EXERCISE: Copy every line of the entries that includes the word "Target".

───── DATA IN THIS EXERCISE

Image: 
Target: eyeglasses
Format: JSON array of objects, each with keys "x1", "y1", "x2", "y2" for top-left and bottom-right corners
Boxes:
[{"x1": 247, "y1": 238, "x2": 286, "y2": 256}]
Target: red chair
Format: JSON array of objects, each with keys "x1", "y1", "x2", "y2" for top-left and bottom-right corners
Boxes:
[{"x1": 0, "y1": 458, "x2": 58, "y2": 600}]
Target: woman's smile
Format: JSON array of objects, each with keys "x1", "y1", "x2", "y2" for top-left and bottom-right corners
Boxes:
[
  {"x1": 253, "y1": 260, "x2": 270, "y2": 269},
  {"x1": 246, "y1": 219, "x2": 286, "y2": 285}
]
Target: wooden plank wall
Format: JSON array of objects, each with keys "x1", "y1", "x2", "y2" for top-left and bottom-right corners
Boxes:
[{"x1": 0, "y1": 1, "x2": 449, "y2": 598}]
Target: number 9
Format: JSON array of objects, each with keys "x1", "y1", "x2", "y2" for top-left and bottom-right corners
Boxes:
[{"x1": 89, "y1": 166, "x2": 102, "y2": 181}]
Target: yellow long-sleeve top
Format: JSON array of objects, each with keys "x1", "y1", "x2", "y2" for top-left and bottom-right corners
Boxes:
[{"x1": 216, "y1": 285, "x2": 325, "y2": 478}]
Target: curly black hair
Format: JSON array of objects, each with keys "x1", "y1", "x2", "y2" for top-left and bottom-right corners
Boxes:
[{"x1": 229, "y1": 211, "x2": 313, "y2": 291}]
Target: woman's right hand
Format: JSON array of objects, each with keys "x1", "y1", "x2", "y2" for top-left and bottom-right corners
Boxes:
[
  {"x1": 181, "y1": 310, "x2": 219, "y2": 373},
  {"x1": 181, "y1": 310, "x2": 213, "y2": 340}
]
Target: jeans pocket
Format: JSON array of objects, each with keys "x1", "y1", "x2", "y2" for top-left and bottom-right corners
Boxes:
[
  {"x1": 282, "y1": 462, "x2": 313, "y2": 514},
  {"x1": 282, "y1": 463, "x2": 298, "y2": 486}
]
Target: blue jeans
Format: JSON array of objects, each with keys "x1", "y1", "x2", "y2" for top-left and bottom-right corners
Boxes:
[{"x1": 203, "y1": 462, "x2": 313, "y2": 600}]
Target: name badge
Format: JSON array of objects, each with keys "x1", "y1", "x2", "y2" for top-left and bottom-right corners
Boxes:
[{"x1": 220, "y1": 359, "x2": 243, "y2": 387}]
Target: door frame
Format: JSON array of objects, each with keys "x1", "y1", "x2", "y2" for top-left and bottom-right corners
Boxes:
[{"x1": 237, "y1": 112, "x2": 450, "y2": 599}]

──────────

FINAL ANSWER:
Target: eyeglasses
Target: red chair
Target: woman's smile
Target: wooden plank wall
Target: number 9
Target: yellow long-sleeve top
Target: curly black hair
Target: woman's right hand
Target: jeans pocket
Target: blue jeans
Target: name badge
Target: door frame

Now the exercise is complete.